[Job]: Repeat every one of the rows below word for word, changing nothing.

+-------+

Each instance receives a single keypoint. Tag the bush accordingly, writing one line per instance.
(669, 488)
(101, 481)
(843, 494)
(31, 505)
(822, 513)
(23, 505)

+-------+

[Solution]:
Each instance receives a single keypoint. Tag the bush accordingly, writing one line per instance.
(669, 488)
(101, 481)
(843, 494)
(31, 505)
(822, 513)
(23, 505)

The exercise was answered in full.